Photo-based referring expression data:

══════════════════════════════

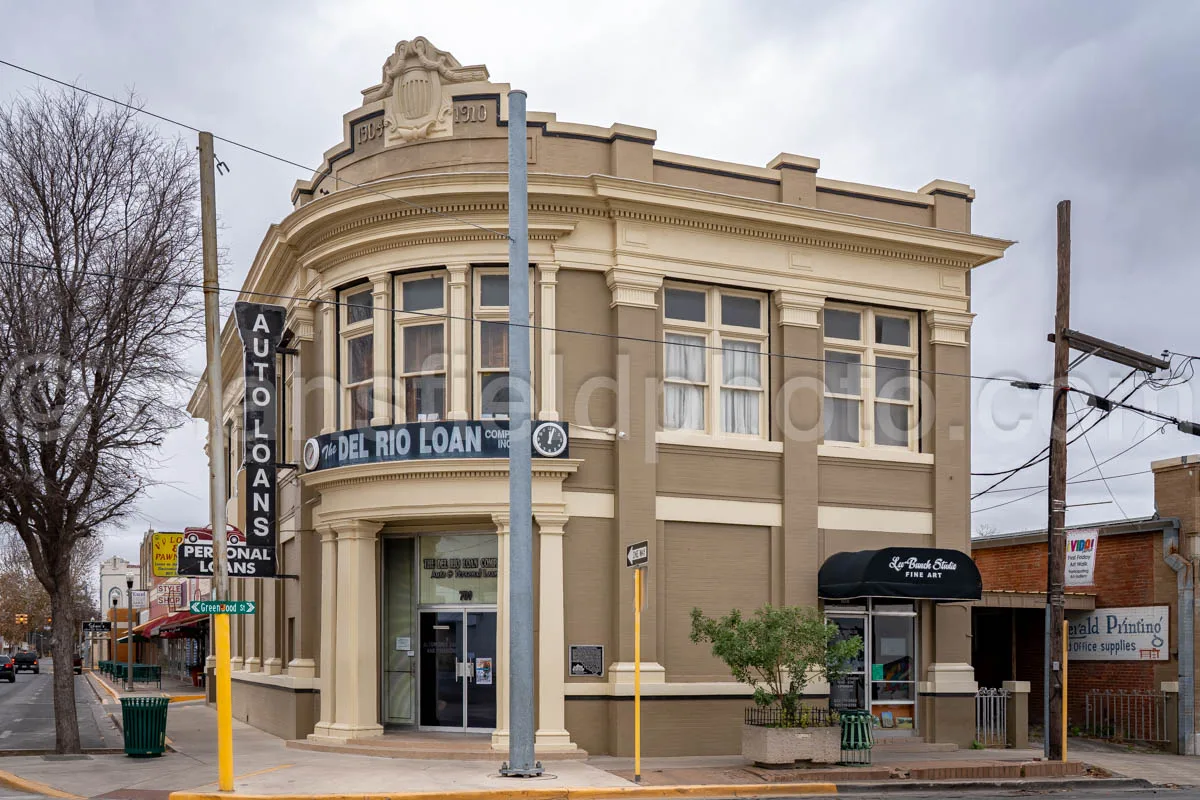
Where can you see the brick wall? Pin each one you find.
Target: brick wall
(1129, 571)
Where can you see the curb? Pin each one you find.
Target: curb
(1036, 785)
(563, 793)
(17, 783)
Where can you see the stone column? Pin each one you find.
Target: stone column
(304, 665)
(636, 316)
(382, 326)
(951, 683)
(357, 672)
(460, 338)
(501, 735)
(328, 665)
(547, 377)
(802, 395)
(333, 382)
(552, 732)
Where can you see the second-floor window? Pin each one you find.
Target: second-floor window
(421, 347)
(870, 388)
(358, 355)
(714, 360)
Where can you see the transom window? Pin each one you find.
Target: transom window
(357, 355)
(714, 360)
(421, 347)
(870, 382)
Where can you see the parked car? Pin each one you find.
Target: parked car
(27, 661)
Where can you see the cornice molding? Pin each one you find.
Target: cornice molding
(948, 328)
(799, 310)
(633, 288)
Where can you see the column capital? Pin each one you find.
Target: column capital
(633, 288)
(948, 328)
(551, 524)
(798, 308)
(357, 529)
(300, 323)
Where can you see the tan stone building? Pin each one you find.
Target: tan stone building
(756, 367)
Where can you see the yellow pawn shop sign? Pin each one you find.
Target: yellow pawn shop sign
(165, 552)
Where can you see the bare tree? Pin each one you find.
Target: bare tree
(99, 244)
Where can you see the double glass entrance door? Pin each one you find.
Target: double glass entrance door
(457, 669)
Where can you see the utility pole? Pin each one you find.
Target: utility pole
(521, 690)
(216, 459)
(1056, 536)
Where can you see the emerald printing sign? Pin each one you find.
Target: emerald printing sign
(1120, 635)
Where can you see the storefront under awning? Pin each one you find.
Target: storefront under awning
(912, 572)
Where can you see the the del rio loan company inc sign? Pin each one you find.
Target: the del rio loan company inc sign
(429, 440)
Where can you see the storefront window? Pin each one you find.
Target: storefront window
(459, 569)
(888, 684)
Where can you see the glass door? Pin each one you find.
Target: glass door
(457, 681)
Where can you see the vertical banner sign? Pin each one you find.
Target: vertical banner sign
(1081, 547)
(261, 328)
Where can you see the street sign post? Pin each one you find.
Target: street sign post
(222, 606)
(637, 555)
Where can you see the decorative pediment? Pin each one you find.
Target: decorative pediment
(413, 89)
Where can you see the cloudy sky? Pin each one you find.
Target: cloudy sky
(1027, 102)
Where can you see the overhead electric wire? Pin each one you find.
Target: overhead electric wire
(532, 326)
(1043, 489)
(1095, 461)
(249, 148)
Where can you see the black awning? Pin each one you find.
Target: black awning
(917, 572)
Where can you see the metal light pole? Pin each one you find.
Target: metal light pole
(129, 643)
(521, 690)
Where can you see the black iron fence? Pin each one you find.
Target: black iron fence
(1127, 716)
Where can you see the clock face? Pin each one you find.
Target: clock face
(550, 439)
(311, 455)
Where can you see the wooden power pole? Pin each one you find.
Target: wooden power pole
(1056, 536)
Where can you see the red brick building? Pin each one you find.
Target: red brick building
(1132, 571)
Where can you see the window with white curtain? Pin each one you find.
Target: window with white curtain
(492, 342)
(421, 346)
(870, 380)
(714, 360)
(357, 355)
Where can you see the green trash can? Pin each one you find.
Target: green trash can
(144, 722)
(856, 737)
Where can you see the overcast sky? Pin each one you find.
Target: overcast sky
(1027, 102)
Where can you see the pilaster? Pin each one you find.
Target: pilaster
(328, 665)
(552, 732)
(333, 380)
(382, 325)
(798, 423)
(357, 679)
(547, 377)
(460, 341)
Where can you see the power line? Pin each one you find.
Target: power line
(1044, 488)
(247, 148)
(1109, 488)
(469, 318)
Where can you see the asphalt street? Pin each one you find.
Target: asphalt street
(27, 714)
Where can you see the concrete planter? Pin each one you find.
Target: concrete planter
(791, 746)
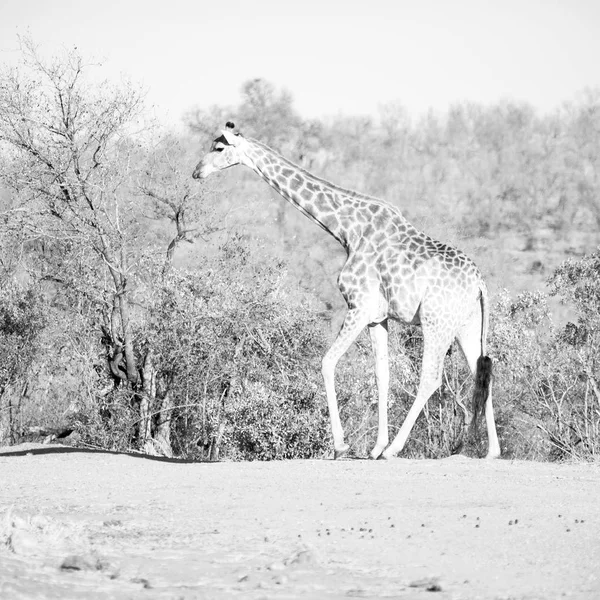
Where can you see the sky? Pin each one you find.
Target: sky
(335, 57)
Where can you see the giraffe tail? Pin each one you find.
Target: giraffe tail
(483, 372)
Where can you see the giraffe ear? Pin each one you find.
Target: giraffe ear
(229, 134)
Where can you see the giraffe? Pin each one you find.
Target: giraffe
(392, 271)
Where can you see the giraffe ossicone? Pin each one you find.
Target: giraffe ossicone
(392, 271)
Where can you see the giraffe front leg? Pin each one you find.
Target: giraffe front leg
(379, 342)
(354, 323)
(431, 379)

══════════════════════════════

Every line above in the stretch from the one with "Where can you see the concrete" through the one with "Where can you see the giraffe ear?" is to be transcribed exactly, ends included. No picture is copied.

Where can you see the concrete planter? Pin each one you find.
Target: concrete planter
(791, 746)
Where can you see the sky? Pin each one you find.
Target: sky
(335, 57)
Where can you see the giraffe tail? Pin each one you find.
Target: giraffe tail
(483, 372)
Where can you see the giraffe ear? Pin each one you find.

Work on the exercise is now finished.